QUOTED PASSAGE>
Read the full article by Hal Bernton and Manuel Villa (The Seattle Times)
“SELAH, Yakima County — In 2016, Brandi and Brad Hyatt purchased a three-bedroom home with sweeping views of the Cascades, Mount Rainier and Mount Adams.
Their house sits more than 4 miles east of this Central Washington community, beyond the reach of Selah’s public water system. So, the couple and their two children relied on a well punched into a basalt lava rock aquifer to quench their thirst, cook, clean and bathe.
In February two U.S. Army representatives knocked on the Hyatts’ door to deliver cases of bottled water and a carefully worded letter that noted a ‘potential risk to human health.’
The Hyatts’ well was one of 300 residential drinking water wells tested for contamination from two firefighting foam chemicals that seeped into groundwater flows from the Army’s Yakima Training Center.
They are part of a class of ‘forever chemicals’ — per- and polyfluoroalkyl substances known as PFAS — that rank as one of the most pervasive sources of pollution on the planet. They are found in soil, air, water and even the snow of Antarctica.
In the human body, the two firefighting foam chemicals may disrupt the immune system, interfere with hormones, increase the risk of prostate, kidney and testicular cancers, high blood pressure in pregnant women and harm the reproductive system, according to studies cited by the U.S. Environmental Protection Agency.
Brandi Hyatt, after moving into house, started suffering from a thyroid condition with symptoms that included chronic fatigue, shortness of breath, stomach and chest pains. Some studies have shown that the firefighting foam chemicals, which were present in each glass of water she filled from the family tap, increase the risks of such illness.
‘So many people have thyroid diseases, and I have always been a bit embarrassed by how out of control mine is,’ Hyatt said. ‘Why is mine so all over the map? Maybe it is this poison that my body can’t clear — that I’ve been drinking for years now.’
Yakima Training Center is one of five military installations in Washington state where PFAS was used and then later detected in drinking water wells in neighboring communities.
Since the summer of 2021, the Army has been investigating the spread of these chemicals to residences around the training center by paying to test wells. Army officials use the results to determine who to provide bottled water as well as longer-term assistance that will provide safe flows of water for drinking and other uses.

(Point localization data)
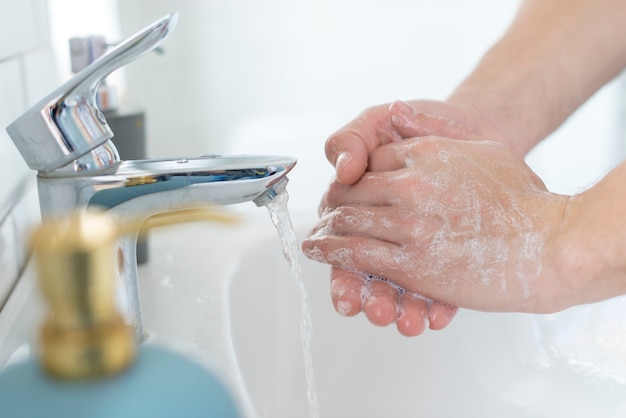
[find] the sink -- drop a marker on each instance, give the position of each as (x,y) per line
(223,296)
(483,364)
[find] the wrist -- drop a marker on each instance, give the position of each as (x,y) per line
(588,255)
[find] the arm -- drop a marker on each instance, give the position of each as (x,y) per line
(554,56)
(467,223)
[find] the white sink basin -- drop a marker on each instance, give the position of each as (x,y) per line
(223,295)
(482,365)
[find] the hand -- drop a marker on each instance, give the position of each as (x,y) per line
(461,222)
(349,150)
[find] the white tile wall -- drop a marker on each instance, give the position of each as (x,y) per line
(27,73)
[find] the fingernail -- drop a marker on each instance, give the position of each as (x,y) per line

TASK BRIEF> Copy the article on contaminated wells near the Yakima Training Center word for word, starting at the words "In February two" and ending after "Yakima Training Center.". The entries were taken from a separate source, unrelated to the article.

SOLUTION TO THE PROBLEM>
In February two U.S. Army representatives knocked on the Hyatts’ door to deliver cases of bottled water and a carefully worded letter that noted a ‘potential risk to human health.’
The Hyatts’ well was one of 300 residential drinking water wells tested for contamination from two firefighting foam chemicals that seeped into groundwater flows from the Army’s Yakima Training Center.